■ PROBLEM
Rescale the lines starting at the beginning of the data and ending at the line containing "M 83 164 L 88", reproducing every line in that span. Multiply each coordinate in the path data by 0.6 and round to whole numbers, with halves going up, and leave the pictures out.

──────── DATA SUPPLIED

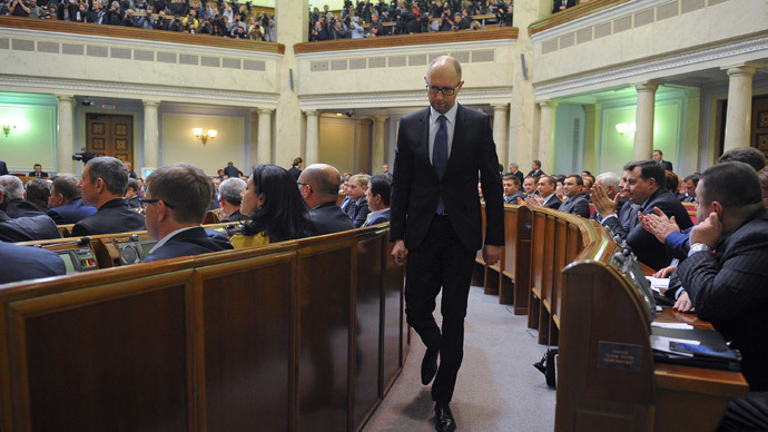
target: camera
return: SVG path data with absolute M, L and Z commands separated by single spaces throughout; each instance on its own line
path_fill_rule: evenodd
M 83 164 L 88 164 L 88 161 L 95 157 L 98 157 L 99 155 L 92 153 L 92 151 L 80 151 L 72 155 L 72 160 L 81 160 Z

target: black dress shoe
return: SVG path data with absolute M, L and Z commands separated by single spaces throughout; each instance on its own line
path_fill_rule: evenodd
M 440 432 L 456 430 L 456 421 L 453 419 L 453 413 L 447 402 L 435 403 L 435 430 Z
M 440 350 L 426 350 L 424 359 L 422 360 L 422 384 L 429 384 L 437 373 L 437 355 Z

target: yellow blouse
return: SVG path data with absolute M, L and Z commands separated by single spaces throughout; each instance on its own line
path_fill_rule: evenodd
M 248 236 L 245 234 L 234 234 L 229 237 L 229 243 L 236 248 L 242 249 L 244 247 L 252 246 L 264 246 L 269 244 L 269 237 L 265 232 L 260 232 L 256 235 Z

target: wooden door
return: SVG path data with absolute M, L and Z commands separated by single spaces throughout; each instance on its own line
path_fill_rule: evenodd
M 86 115 L 86 146 L 87 151 L 134 165 L 134 117 Z

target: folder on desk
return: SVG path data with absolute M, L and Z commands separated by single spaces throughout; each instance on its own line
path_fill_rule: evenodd
M 651 347 L 657 362 L 740 370 L 741 353 L 715 330 L 651 327 Z

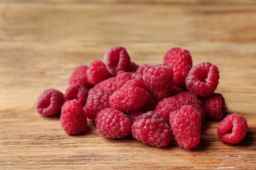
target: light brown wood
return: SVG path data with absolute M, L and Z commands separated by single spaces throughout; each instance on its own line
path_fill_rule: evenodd
M 85 1 L 0 2 L 1 169 L 256 169 L 255 1 Z M 87 134 L 68 136 L 59 118 L 37 112 L 43 90 L 64 92 L 74 68 L 116 45 L 138 64 L 161 63 L 174 46 L 190 50 L 194 65 L 215 64 L 217 92 L 247 118 L 245 139 L 224 144 L 219 122 L 207 122 L 197 148 L 156 148 L 104 139 L 92 122 Z

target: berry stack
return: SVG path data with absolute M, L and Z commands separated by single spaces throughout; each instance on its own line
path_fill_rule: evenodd
M 220 121 L 220 140 L 236 144 L 246 135 L 247 122 L 237 113 L 226 115 L 223 96 L 215 92 L 219 80 L 216 65 L 193 65 L 189 51 L 181 48 L 170 49 L 161 64 L 138 65 L 125 48 L 114 46 L 102 61 L 75 68 L 65 93 L 43 92 L 35 107 L 45 116 L 60 112 L 70 135 L 85 133 L 91 120 L 104 137 L 130 136 L 157 147 L 173 141 L 190 150 L 200 143 L 208 119 Z

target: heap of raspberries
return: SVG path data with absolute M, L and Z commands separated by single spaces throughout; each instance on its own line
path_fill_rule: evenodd
M 175 141 L 189 150 L 200 143 L 205 119 L 219 120 L 220 140 L 236 144 L 247 131 L 244 117 L 226 114 L 223 96 L 216 93 L 219 72 L 209 62 L 192 65 L 188 50 L 172 48 L 161 64 L 137 65 L 126 49 L 108 49 L 104 60 L 74 70 L 64 93 L 48 89 L 35 107 L 45 116 L 60 112 L 70 135 L 83 133 L 95 121 L 104 137 L 133 137 L 145 144 L 165 147 Z

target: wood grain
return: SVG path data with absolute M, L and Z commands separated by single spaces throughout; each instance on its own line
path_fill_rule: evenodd
M 249 0 L 1 1 L 0 169 L 256 169 L 255 11 Z M 64 92 L 74 68 L 116 45 L 138 64 L 161 63 L 173 46 L 189 50 L 194 65 L 215 63 L 217 92 L 247 120 L 245 139 L 224 144 L 219 122 L 206 122 L 196 149 L 160 148 L 104 139 L 92 122 L 87 134 L 68 136 L 58 116 L 37 113 L 43 90 Z

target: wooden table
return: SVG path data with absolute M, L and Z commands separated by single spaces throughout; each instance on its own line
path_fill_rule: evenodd
M 1 0 L 0 13 L 1 169 L 256 169 L 255 1 Z M 104 139 L 92 122 L 69 136 L 59 118 L 37 112 L 43 90 L 64 92 L 74 68 L 117 45 L 139 65 L 180 46 L 194 65 L 217 65 L 216 92 L 247 120 L 245 139 L 224 144 L 219 122 L 207 122 L 197 148 L 156 148 Z

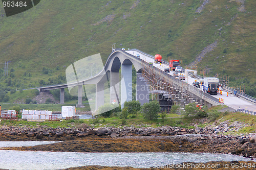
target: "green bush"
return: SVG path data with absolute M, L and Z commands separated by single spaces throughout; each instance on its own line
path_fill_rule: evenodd
M 172 106 L 171 109 L 170 109 L 170 113 L 172 114 L 176 114 L 177 111 L 178 109 L 180 107 L 178 105 L 174 105 Z
M 164 119 L 166 117 L 166 111 L 164 110 L 164 111 L 162 112 L 160 114 L 160 117 L 162 119 L 162 122 L 164 122 Z
M 158 117 L 158 114 L 161 109 L 158 102 L 154 101 L 144 103 L 140 110 L 144 118 L 155 120 Z
M 128 108 L 129 114 L 137 114 L 138 112 L 140 110 L 140 103 L 136 101 L 125 102 L 124 102 L 123 107 Z
M 30 102 L 31 104 L 37 104 L 37 102 L 36 100 L 33 100 Z
M 189 103 L 185 106 L 185 112 L 183 113 L 184 116 L 185 117 L 195 116 L 199 110 L 195 103 Z
M 128 116 L 128 110 L 129 108 L 127 107 L 124 107 L 122 110 L 122 111 L 120 112 L 119 117 L 120 119 L 126 119 Z
M 220 116 L 220 113 L 217 110 L 213 110 L 208 113 L 207 118 L 210 122 L 214 122 Z
M 5 95 L 4 99 L 3 99 L 3 102 L 6 102 L 9 101 L 9 95 Z
M 106 104 L 99 107 L 98 112 L 102 117 L 109 117 L 113 113 L 120 110 L 118 104 Z
M 197 116 L 206 117 L 207 116 L 208 109 L 207 106 L 204 106 L 202 109 L 197 107 L 195 103 L 189 103 L 185 107 L 185 112 L 183 113 L 185 117 L 188 116 Z
M 52 102 L 52 100 L 51 98 L 47 98 L 46 101 L 46 104 L 51 103 Z
M 35 94 L 36 95 L 39 95 L 39 94 L 40 93 L 40 91 L 39 91 L 39 90 L 37 89 L 34 89 L 33 90 Z
M 26 104 L 30 104 L 30 102 L 31 102 L 32 101 L 32 99 L 30 99 L 30 98 L 27 98 L 26 100 L 25 100 L 25 103 Z

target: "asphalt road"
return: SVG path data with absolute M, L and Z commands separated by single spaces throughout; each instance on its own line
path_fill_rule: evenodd
M 156 67 L 164 70 L 164 68 L 167 68 L 169 66 L 164 64 L 156 64 L 154 62 L 154 59 L 151 57 L 147 57 L 143 54 L 141 54 L 137 51 L 125 51 L 126 52 L 130 53 L 134 56 L 136 54 L 139 54 L 140 56 L 140 58 L 147 62 L 152 62 L 153 63 L 153 65 Z M 172 76 L 173 75 L 174 71 L 170 71 L 169 73 Z M 179 76 L 180 74 L 183 74 L 185 75 L 184 72 L 179 73 Z M 192 83 L 195 80 L 199 81 L 199 80 L 195 78 L 192 78 L 191 77 L 188 76 L 188 77 L 186 78 L 186 80 L 184 81 L 187 83 L 188 83 L 192 86 Z M 202 87 L 200 88 L 200 90 L 202 90 Z M 220 98 L 223 99 L 224 104 L 227 105 L 235 110 L 239 109 L 246 109 L 254 112 L 256 112 L 256 105 L 246 101 L 245 100 L 234 96 L 233 94 L 229 94 L 228 96 L 227 96 L 227 92 L 225 91 L 223 91 L 222 95 L 220 94 L 218 94 L 217 95 L 212 95 L 212 96 L 217 99 L 219 99 Z

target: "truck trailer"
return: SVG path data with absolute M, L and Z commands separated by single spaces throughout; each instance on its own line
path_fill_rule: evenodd
M 210 94 L 217 94 L 219 90 L 219 79 L 215 77 L 204 78 L 204 91 Z
M 175 71 L 176 67 L 180 66 L 180 61 L 179 60 L 170 60 L 170 70 L 171 71 Z

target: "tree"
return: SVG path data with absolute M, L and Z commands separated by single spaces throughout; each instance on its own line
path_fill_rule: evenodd
M 129 114 L 137 114 L 140 110 L 140 103 L 136 101 L 125 102 L 123 104 L 123 107 L 127 108 Z
M 119 107 L 119 105 L 117 104 L 106 104 L 99 107 L 98 113 L 104 117 L 109 117 L 115 111 L 115 109 Z M 119 108 L 117 108 L 117 109 L 119 110 Z
M 30 98 L 27 98 L 25 100 L 26 104 L 30 104 L 31 102 L 32 99 Z
M 149 120 L 156 119 L 160 110 L 159 103 L 156 101 L 144 103 L 141 109 L 144 118 Z

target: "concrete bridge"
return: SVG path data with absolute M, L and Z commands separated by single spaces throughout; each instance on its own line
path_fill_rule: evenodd
M 139 54 L 140 57 L 136 57 L 136 54 Z M 97 110 L 104 103 L 105 87 L 104 84 L 109 81 L 109 103 L 115 101 L 123 106 L 125 101 L 132 100 L 133 65 L 137 73 L 136 100 L 139 101 L 141 104 L 149 102 L 150 92 L 157 93 L 158 95 L 161 94 L 165 100 L 177 103 L 181 107 L 184 107 L 191 102 L 208 106 L 220 104 L 220 96 L 209 95 L 191 85 L 191 82 L 197 78 L 192 78 L 188 75 L 186 76 L 185 81 L 180 80 L 173 76 L 173 72 L 166 73 L 163 71 L 164 68 L 168 66 L 168 62 L 164 61 L 161 65 L 155 63 L 149 64 L 150 62 L 154 63 L 154 60 L 153 56 L 137 49 L 130 51 L 116 49 L 112 52 L 103 69 L 97 75 L 73 83 L 42 87 L 38 89 L 40 91 L 60 89 L 60 103 L 64 104 L 64 89 L 78 87 L 77 106 L 80 107 L 82 105 L 82 97 L 86 91 L 83 87 L 85 85 L 94 84 L 96 86 L 96 90 L 95 92 L 93 92 L 96 96 L 95 109 Z M 119 74 L 120 68 L 121 75 Z M 121 89 L 119 89 L 120 87 Z M 121 93 L 119 92 L 120 90 Z M 87 94 L 87 92 L 86 91 Z M 228 103 L 236 105 L 231 98 L 227 98 L 226 100 Z M 238 102 L 241 103 L 241 101 Z M 256 109 L 255 104 L 252 103 L 251 106 L 252 107 L 252 109 Z
M 110 82 L 110 103 L 116 101 L 121 106 L 125 101 L 132 101 L 132 66 L 134 66 L 137 74 L 137 85 L 136 96 L 141 104 L 149 101 L 148 89 L 147 82 L 141 77 L 141 59 L 126 53 L 121 49 L 116 49 L 110 55 L 104 68 L 95 76 L 81 81 L 77 81 L 65 84 L 56 85 L 38 88 L 39 91 L 48 91 L 60 89 L 60 103 L 64 104 L 64 89 L 72 87 L 78 87 L 78 104 L 82 104 L 82 97 L 84 95 L 84 88 L 83 86 L 88 84 L 96 85 L 96 109 L 104 104 L 104 84 Z M 119 70 L 121 70 L 121 76 Z M 121 80 L 120 78 L 121 77 Z M 121 83 L 121 96 L 119 94 L 119 84 Z M 145 88 L 146 87 L 146 88 Z M 139 98 L 144 95 L 144 98 Z M 145 96 L 146 95 L 146 96 Z

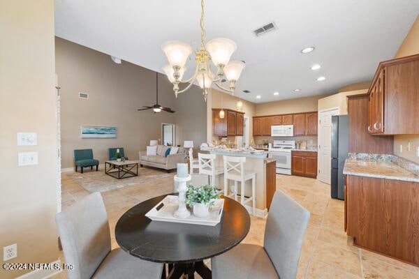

────────────────

■ WRITTEN ANSWER
target: camera
return: SVG path data with absolute M, L and Z commands separated by single spaces throughout; each instance on its own line
path_fill_rule: evenodd
M 50 98 L 53 98 L 53 97 L 57 94 L 59 94 L 59 93 L 55 92 L 55 91 L 48 91 L 43 93 L 43 96 L 49 96 Z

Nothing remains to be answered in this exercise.